*EXCERPT PROVIDED*.
================================
On April 16, 2024, the Federal Register published the FTC's amended TSR, which ends the blanket B2B exemption by prohibiting material misrepresentations and false or misleading statements in B2B telemarketing. The amended TSR also has additional recordkeeping requirements, but the TSR's recording-keeping requirements do not apply to B2B calls. Most of the amendments are effective on May 16, 2024. On the same day, the Federal Register published a new proposed TSR which would remove the exemption to calls made by consumers in response to advertisements for tech support services. This new proposed rule is not yet final as of the date of publication.


The TCPA is administered by the Federal Communications Commission (FCC) and may also be enforced by private litigants. It governs calls, texts, and faxes made for marketing and informational purposes, including those that are B2B. Of significant concern in relation to the TCPA are calls and texts to wireless lines using artificial or prerecorded voice recordings or an automatic dialing system (ATDS) (robocalls or robotexts). Telemarketing robocalls and robotexts, and calls using an artificial or prerecorded voice, are prohibited without receiving prior express written consent, which consent must include certain specific language. The written requirement can be met by meeting federal e-signature requirements. Informational robocalls and robotexts are prohibited without receiving prior express consent, but it does not need to be written. Calls and texts made for emergency purposes and certain health-related purposes are exempt from the TCPA's consent requirements.

The FCC sets and enforces rules for telemarketing calls. These rules require clear identification, do-not-call options (interactive mechanism and internal opt-out list), minimum ring times, and call abandonment restrictions. The FCC adopted regulations similar to the FTC's, banning calls to those on the seller's internal do-not-call lists and refraining from calling consumers on those internal lists as well as the numbers listed on the DNC Registry (discussed further below).

The Supreme Court narrowed the scope of the TCPA in Facebook, Inc. v. Duguid (141 S.Ct. 1163 (2021)). Pursuant to this decision, a device must have the capacity to use a random or sequential number generator to either store or create phone numbers to be an ATDS. Predictive dialers and other devices that store set lists of phone numbers and dial from these lists without using a random or sequential number generator do not qualify as ATDS. While this has cut down somewhat on TCPA claims, litigation continues based on other violations, such as internal do-not-call and DNC Registry violations.

Fax ads need prior written consent (except for where there is an EBR) to avoid violating the TCPA. Consent can be inferred from the relationship pursuant to the Junk Fax Prevention Act of 2005 (JFPA), which permits the sending of commercial faxes to recipients based on an EBR if the sender offers an opt-out in accordance with the TCPA. State laws may be stricter, mandating express permission and more opt-out requirements.

The FCC is cracking down on robocalls and robotexts. It recently made it easier to revoke consent and now requires more clear and conspicuous disclosures from marketers. As of January 27, 2025, consent for robocalls and robotexts will only be valid for the specific company you gave it to and must be clearly explained beforehand and logically and topically associated with the interaction (e.g., website) where the consumer provided consent. Not all lead generation will be prohibited as lead generators may collect and share leads about consumers interested in products and services but will be unable to collect and share consent.
================================
Data items
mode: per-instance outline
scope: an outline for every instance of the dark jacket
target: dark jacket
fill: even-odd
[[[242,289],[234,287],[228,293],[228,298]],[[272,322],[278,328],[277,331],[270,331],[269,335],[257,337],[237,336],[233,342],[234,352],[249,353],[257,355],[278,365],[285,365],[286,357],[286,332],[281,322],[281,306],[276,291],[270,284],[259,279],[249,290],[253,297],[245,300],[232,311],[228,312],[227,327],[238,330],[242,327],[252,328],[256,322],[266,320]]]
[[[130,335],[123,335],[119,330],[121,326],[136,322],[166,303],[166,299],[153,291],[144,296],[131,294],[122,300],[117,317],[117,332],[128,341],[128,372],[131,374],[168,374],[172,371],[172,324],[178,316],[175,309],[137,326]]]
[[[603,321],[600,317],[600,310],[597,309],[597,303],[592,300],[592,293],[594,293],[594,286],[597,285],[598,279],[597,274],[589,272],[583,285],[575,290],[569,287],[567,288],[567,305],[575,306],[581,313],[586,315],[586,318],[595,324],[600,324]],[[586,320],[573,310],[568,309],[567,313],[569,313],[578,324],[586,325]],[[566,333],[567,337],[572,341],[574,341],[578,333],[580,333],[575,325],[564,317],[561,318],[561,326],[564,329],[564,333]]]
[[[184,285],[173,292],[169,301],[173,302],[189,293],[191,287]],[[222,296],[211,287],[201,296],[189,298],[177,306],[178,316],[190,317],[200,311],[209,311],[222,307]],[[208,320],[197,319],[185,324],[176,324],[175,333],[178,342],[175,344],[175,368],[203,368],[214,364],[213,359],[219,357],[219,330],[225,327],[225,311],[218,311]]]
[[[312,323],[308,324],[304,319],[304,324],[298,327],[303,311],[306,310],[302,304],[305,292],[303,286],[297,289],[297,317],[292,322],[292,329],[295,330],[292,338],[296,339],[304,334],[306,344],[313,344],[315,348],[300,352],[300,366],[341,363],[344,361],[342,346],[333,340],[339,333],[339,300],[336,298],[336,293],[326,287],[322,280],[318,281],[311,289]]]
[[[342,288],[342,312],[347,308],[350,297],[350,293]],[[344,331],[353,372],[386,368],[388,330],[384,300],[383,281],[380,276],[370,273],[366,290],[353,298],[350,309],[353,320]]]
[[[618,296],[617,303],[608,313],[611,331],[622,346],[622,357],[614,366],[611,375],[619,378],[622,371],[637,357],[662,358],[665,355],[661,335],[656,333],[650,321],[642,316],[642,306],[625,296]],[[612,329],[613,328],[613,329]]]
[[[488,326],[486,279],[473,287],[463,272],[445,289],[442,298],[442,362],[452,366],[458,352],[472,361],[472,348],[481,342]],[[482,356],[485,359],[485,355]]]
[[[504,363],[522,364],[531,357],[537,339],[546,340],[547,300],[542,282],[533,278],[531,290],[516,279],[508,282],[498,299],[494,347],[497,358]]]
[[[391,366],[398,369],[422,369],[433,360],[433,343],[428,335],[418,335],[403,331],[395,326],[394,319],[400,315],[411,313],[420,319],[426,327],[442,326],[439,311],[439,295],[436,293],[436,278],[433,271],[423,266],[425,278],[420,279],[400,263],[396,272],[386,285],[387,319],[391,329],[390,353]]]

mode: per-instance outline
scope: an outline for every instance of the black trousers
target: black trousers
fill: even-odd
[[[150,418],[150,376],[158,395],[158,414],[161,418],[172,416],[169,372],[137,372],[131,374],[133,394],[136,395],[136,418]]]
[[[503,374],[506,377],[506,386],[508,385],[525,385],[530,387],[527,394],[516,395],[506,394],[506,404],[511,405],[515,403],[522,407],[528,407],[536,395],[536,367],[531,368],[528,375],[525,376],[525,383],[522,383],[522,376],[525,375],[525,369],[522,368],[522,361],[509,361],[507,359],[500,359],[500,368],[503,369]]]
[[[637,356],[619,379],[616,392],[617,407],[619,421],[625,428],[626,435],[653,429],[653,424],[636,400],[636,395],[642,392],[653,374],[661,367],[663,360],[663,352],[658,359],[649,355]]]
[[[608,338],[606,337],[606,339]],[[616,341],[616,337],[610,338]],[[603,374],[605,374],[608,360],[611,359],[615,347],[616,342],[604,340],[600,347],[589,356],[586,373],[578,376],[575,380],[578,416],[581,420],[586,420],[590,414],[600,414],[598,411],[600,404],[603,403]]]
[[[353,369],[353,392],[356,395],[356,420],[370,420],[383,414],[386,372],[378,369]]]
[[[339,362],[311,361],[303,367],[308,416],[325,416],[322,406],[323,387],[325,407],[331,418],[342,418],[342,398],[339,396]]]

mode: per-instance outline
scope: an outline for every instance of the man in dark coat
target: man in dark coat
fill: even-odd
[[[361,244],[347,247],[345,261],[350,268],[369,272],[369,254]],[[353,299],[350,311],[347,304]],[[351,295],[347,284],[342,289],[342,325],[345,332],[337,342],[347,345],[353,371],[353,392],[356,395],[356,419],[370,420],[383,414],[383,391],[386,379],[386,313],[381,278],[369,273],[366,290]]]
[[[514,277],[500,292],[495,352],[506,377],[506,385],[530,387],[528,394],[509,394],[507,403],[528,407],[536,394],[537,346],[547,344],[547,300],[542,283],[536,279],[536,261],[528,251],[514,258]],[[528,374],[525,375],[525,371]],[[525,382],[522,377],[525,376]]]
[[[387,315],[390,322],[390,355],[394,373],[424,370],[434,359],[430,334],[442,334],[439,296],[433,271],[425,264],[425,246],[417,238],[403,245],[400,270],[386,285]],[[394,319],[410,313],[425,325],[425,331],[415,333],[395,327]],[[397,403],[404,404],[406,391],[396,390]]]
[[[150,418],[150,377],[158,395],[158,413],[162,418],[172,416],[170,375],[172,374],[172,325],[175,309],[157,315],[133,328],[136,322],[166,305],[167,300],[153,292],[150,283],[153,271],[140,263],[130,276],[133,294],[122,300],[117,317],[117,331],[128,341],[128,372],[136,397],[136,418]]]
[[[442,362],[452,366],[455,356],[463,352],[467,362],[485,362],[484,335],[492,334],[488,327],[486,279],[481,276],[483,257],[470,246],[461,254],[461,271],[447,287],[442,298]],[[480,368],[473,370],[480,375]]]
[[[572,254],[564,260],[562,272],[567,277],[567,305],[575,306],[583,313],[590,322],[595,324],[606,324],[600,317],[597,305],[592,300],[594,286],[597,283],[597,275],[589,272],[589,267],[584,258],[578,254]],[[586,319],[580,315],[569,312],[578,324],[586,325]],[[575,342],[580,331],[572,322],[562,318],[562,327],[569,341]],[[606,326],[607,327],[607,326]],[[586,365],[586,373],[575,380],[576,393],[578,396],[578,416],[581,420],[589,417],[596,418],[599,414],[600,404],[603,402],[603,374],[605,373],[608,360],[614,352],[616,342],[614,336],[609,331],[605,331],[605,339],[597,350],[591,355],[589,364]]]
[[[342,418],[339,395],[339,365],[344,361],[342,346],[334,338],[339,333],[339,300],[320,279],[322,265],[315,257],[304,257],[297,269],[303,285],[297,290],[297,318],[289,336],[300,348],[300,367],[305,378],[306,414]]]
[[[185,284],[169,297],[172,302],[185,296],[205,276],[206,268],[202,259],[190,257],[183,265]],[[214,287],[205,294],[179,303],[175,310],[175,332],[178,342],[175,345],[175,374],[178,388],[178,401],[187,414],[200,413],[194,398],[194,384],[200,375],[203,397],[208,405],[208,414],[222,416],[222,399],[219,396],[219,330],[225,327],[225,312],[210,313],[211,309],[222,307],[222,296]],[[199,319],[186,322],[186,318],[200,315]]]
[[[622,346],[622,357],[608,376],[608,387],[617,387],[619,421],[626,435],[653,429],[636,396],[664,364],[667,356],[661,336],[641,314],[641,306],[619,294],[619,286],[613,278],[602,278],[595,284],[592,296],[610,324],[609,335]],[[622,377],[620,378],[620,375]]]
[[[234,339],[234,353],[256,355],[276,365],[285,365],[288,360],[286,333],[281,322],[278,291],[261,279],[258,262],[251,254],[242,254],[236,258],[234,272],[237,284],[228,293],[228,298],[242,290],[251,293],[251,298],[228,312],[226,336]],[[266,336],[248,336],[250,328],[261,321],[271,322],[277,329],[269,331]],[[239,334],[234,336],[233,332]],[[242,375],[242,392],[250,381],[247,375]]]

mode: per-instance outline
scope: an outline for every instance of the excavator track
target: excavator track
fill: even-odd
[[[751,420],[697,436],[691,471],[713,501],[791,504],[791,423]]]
================================
*DIRECTIONS*.
1 > List the requirements that the telemarketing law excerpt says the FCC's telemarketing rules impose.
2 > Please carry on the telemarketing law excerpt from its final sentence.
The records were taken from a separate source.

*ANSWERS TO EACH TASK*.
1 >
- Clear identification
- Do-not-call options (an interactive mechanism and an internal opt-out list)
- Minimum ring times
- Call abandonment restrictions

2 >
National DNC Registry

The National DNC Registry, established by the Do-Not-Call Registry Act of 2003, is perhaps the best-known feature of the FTC's TSR requirements and directs most telemarketers or sellers to not call a number listed on the DNC Registry. The program provides a means for US residents to register residential and wireless phone numbers on which they do not wish to be contacted for telemarketing purposes (with specific exceptions, below). Telemarketers, sellers, and service providers may pay a fee to access the registry. Direct marketers should ensure that they 'scrub' their call lists against the DNC Registry at least once every thirty-one days.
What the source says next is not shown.